Exercise requirements: Please retype, character for character, the entries between the line containing "the green blurred" and the line containing "160), (264, 127)]", inclusive.

Records for processing:
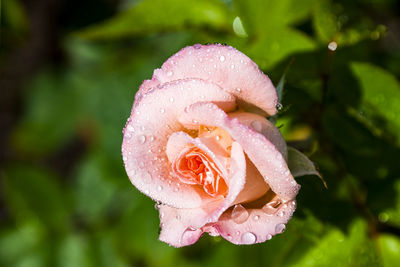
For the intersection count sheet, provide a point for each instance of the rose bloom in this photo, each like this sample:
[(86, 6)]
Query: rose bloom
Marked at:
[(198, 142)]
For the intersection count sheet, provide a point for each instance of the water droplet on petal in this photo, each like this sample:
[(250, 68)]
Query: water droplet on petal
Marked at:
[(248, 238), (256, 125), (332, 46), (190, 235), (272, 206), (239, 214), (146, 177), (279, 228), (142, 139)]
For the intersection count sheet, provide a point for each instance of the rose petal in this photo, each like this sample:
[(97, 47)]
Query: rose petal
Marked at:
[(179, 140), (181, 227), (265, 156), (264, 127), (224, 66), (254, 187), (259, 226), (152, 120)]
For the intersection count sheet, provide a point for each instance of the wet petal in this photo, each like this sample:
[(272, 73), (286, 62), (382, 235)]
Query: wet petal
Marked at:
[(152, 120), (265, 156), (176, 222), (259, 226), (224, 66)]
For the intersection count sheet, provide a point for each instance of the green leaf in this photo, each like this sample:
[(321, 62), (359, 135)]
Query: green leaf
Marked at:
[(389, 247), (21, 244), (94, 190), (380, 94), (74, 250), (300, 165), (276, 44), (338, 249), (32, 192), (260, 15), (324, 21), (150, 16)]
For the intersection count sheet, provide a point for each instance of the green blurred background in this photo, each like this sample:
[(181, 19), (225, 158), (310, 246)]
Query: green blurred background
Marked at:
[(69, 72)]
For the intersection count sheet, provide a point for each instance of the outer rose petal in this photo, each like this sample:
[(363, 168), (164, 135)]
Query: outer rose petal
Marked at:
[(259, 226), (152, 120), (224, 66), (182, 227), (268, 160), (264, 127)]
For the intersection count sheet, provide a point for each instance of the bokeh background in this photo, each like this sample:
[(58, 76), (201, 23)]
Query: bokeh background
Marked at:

--

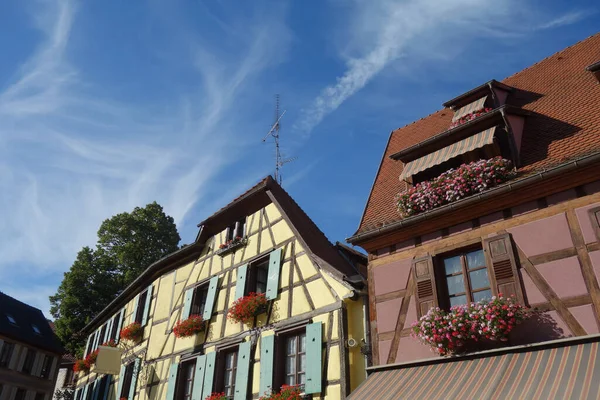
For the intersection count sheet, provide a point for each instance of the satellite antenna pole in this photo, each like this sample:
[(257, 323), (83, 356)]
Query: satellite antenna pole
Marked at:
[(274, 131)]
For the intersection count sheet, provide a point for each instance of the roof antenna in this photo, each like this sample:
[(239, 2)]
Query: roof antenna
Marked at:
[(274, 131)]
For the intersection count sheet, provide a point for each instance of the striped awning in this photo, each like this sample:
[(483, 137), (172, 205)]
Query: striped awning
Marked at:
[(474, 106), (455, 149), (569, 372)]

---

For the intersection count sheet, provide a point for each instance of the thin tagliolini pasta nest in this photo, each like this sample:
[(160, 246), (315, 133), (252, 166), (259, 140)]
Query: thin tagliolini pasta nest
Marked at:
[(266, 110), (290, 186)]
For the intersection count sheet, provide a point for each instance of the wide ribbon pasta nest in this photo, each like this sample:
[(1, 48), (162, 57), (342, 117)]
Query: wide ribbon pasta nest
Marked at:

Exercise result:
For the intersection count sheet, provide a point for each instance of the green blurred background in this photo, each like this sample:
[(181, 19), (225, 158), (310, 246)]
Query: green blurred background
Marked at:
[(69, 72)]
For the intersection count sheet, provide a point for each instance of the outer rose petal in this photo, each like this sample:
[(363, 168), (164, 135)]
Query: outer rose petal
Marked at:
[(259, 226), (152, 120), (224, 66), (182, 227), (268, 160), (264, 127)]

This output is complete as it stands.